Quote the lines below word for word, starting with the first line and going on through the line that contains "point(423, 395)", with both of those lines included.

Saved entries
◆ ◆ ◆ ◆
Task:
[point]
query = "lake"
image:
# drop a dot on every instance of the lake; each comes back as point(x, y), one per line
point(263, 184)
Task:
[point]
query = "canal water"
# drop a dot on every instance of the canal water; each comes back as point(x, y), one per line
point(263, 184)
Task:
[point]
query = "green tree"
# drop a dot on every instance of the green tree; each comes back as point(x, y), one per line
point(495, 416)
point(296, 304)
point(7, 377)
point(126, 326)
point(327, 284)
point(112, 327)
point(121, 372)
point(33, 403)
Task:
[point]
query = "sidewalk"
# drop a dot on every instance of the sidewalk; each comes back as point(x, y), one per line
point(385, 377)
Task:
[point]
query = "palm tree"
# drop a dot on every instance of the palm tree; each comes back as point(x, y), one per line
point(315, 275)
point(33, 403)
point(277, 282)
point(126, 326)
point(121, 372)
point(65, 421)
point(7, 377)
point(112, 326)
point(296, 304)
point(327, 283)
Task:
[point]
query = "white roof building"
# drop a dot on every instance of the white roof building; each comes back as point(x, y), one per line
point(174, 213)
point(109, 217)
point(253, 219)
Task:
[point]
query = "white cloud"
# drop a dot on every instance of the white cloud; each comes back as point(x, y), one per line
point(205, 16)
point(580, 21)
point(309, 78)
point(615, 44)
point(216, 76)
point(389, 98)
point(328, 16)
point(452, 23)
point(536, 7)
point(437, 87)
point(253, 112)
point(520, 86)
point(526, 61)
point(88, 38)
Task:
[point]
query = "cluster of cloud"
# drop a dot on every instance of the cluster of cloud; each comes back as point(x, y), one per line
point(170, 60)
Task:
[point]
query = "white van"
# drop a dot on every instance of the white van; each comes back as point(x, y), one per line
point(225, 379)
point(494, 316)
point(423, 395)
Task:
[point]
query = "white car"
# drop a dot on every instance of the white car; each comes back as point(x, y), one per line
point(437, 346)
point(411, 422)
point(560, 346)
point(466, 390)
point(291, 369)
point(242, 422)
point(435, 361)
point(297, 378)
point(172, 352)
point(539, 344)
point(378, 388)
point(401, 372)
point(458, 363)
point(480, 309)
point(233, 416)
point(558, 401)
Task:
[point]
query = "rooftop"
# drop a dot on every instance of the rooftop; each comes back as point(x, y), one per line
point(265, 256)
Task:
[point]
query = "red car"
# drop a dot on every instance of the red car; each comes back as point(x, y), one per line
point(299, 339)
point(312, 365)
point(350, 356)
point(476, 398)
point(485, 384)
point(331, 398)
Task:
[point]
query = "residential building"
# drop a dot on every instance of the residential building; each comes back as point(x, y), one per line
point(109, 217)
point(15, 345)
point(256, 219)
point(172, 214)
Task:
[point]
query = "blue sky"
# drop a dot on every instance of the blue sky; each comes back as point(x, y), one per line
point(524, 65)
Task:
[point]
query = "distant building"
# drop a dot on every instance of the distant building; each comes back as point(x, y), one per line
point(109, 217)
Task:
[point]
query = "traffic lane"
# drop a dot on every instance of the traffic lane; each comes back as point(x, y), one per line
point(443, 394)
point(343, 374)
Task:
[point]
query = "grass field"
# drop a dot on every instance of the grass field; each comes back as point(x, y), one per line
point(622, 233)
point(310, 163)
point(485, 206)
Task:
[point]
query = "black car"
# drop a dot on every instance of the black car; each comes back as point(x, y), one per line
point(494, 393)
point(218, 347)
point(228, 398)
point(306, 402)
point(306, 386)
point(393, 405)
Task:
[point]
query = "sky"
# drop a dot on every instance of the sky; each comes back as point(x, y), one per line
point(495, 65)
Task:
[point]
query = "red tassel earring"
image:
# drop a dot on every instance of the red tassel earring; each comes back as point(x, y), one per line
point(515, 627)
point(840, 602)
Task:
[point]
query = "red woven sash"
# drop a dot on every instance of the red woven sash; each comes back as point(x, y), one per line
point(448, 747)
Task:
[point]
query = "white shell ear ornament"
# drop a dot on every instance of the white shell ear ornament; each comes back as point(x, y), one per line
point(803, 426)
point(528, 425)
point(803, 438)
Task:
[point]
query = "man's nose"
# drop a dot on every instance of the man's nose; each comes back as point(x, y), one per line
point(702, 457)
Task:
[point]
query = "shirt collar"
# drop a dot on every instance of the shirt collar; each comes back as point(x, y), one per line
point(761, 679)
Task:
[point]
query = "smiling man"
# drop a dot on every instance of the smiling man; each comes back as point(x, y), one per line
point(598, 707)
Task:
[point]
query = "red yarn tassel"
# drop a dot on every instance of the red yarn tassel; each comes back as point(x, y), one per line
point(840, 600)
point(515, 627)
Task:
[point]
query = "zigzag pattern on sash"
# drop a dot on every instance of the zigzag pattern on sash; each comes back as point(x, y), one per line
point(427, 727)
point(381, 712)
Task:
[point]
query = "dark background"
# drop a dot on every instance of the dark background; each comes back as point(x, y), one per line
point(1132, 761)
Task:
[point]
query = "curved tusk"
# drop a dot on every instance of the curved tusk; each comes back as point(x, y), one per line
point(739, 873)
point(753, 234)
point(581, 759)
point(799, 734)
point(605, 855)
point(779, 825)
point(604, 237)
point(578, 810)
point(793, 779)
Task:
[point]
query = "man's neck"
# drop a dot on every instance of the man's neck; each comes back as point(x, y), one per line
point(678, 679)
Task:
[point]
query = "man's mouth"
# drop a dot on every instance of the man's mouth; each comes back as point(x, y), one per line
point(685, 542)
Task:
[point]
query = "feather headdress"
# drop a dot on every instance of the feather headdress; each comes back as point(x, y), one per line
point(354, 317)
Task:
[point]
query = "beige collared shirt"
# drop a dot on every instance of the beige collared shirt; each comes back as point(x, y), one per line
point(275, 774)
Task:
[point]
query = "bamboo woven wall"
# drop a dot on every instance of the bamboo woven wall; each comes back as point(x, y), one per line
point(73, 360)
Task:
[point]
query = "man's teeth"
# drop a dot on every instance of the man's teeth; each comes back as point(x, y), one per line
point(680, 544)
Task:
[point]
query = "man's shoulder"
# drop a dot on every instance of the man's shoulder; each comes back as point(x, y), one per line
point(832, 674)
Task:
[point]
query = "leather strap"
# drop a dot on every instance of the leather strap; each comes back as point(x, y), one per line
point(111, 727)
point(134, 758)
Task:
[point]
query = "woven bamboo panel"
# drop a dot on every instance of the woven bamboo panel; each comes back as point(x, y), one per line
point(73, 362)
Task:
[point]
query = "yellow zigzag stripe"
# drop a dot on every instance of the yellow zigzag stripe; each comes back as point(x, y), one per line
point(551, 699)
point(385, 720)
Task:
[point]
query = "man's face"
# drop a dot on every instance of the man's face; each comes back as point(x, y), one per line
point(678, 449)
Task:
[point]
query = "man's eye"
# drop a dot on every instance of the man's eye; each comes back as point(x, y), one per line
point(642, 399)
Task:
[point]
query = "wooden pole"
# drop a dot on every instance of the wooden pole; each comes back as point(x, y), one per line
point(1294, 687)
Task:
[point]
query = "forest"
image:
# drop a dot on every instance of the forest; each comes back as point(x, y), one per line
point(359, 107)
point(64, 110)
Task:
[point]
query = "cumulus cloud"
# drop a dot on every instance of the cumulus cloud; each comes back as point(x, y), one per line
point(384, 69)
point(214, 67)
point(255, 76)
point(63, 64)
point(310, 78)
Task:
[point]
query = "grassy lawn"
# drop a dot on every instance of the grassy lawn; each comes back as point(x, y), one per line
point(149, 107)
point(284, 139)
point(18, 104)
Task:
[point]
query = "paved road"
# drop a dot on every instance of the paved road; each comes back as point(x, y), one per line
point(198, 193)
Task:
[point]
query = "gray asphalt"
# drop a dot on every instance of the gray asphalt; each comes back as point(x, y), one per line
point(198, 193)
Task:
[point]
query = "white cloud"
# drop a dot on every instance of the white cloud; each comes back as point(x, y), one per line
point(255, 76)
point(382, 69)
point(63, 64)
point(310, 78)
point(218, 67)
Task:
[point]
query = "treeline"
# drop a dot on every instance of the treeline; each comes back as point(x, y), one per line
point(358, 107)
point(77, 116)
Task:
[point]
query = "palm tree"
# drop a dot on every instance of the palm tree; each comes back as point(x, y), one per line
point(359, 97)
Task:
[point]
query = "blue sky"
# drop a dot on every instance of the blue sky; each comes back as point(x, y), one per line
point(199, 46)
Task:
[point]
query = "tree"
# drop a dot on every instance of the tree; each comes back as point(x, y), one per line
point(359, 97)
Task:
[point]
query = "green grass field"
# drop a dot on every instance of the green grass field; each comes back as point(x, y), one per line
◆ ◆ ◆ ◆
Written reply:
Task:
[point]
query = "lake"
image:
# drop a dot on every instance of the lake; each comes back as point(x, y), one per line
point(263, 184)
Task:
[point]
query = "canal water"
# drop a dot on every instance of the canal water; each comes back as point(x, y), one per line
point(263, 184)
Task:
[point]
query = "green tree"
# drop a dot on every instance of the green tree; each comes back as point(x, y), one per line
point(495, 416)
point(296, 304)
point(7, 377)
point(126, 326)
point(327, 284)
point(112, 327)
point(121, 372)
point(33, 403)
Task:
[point]
query = "sidewalk"
# drop a dot on every instance of the sidewalk; each comes back as point(x, y), one per line
point(385, 377)
Task:
[point]
query = "palm tree"
# drop a dot on every instance of the palm tree; each comes back as point(x, y), one per line
point(315, 275)
point(33, 403)
point(277, 282)
point(126, 326)
point(121, 372)
point(65, 421)
point(7, 377)
point(112, 326)
point(296, 304)
point(327, 283)
Task:
[point]
query = "white roof building"
# drop a dot on every instance of the white roof building; each comes back as point(x, y), one per line
point(174, 213)
point(109, 217)
point(253, 219)
Task:
[point]
query = "white cloud"
# drop a dot on every instance of the white cloud; each comes back as point(x, y), one per line
point(205, 16)
point(580, 21)
point(309, 78)
point(615, 44)
point(216, 76)
point(389, 98)
point(328, 16)
point(452, 23)
point(536, 7)
point(437, 87)
point(253, 112)
point(520, 86)
point(526, 61)
point(88, 38)
Task:
[point]
query = "cluster of cloud"
# drop a dot on every instance of the cluster of cloud; each comes back as point(x, y), one per line
point(170, 60)
Task:
[point]
query = "white van"
# drop a dot on every instance of the white van; each comes back as point(x, y), one per line
point(225, 379)
point(494, 316)
point(423, 395)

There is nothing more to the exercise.